# [EXCERPTED PASSAGE]
The NBA dunk competition has been one of the more controversial and contested aspects of All-Star Weekend over the last five years, and for good reason. The competition has been unable to attract the marquee name players to participate, thus letting down a large deal of mainstream fans. We did a little digging and found one reason you may enjoy watching the contest a bit more this weekend.
If you weren’t a fan of Toronto Raptors guard Terrence Ross, you definitely should be come Saturday night. Ross will be using his entrance in the Sprite Slam Dunk contest as one part of his three-part fundraising campaign in partnership with “Dunk Cancer” and its month-long initiative, ”Dunk Cancer Month,” during the NBA’s All-Star Weekend.
According to the NBA:
Ross has committed to help raise money to benefit the Children’s Cancer Association and his high school back home, Jefferson High, in Portland, Ore.
“Ever since I was in about the third grade, my mom has run an out-of-home day care service,” Ross said. “So there were always kids around. One of the kids that she took care of had cancer. We were close to the family and were always around each other so it hit home for us. That’s the main reason I’ve chosen to support “Dunk Cancer” and “Dunk Cancer Month.”

# [ACTIVITY]
Copy out the entire article on Terrence Ross and the "Dunk Cancer" campaign word for word, without any changes.

# [THE DATA]
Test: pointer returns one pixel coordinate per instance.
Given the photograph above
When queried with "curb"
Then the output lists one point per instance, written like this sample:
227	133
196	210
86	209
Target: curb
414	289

# [RESULT OF THIS EXERCISE]
The NBA dunk competition has been one of the more controversial and contested aspects of All-Star Weekend over the last five years, and for good reason. The competition has been unable to attract the marquee name players to participate, thus letting down a large deal of mainstream fans. We did a little digging and found one reason you may enjoy watching the contest a bit more this weekend.
If you weren’t a fan of Toronto Raptors guard Terrence Ross, you definitely should be come Saturday night. Ross will be using his entrance in the Sprite Slam Dunk contest as one part of his three-part fundraising campaign in partnership with “Dunk Cancer” and its month-long initiative, ”Dunk Cancer Month,” during the NBA’s All-Star Weekend.
According to the NBA:
Ross has committed to help raise money to benefit the Children’s Cancer Association and his high school back home, Jefferson High, in Portland, Ore.
“Ever since I was in about the third grade, my mom has run an out-of-home day care service,” Ross said. “So there were always kids around. One of the kids that she took care of had cancer. We were close to the family and were always around each other so it hit home for us. That’s the main reason I’ve chosen to support “Dunk Cancer” and “Dunk Cancer Month.”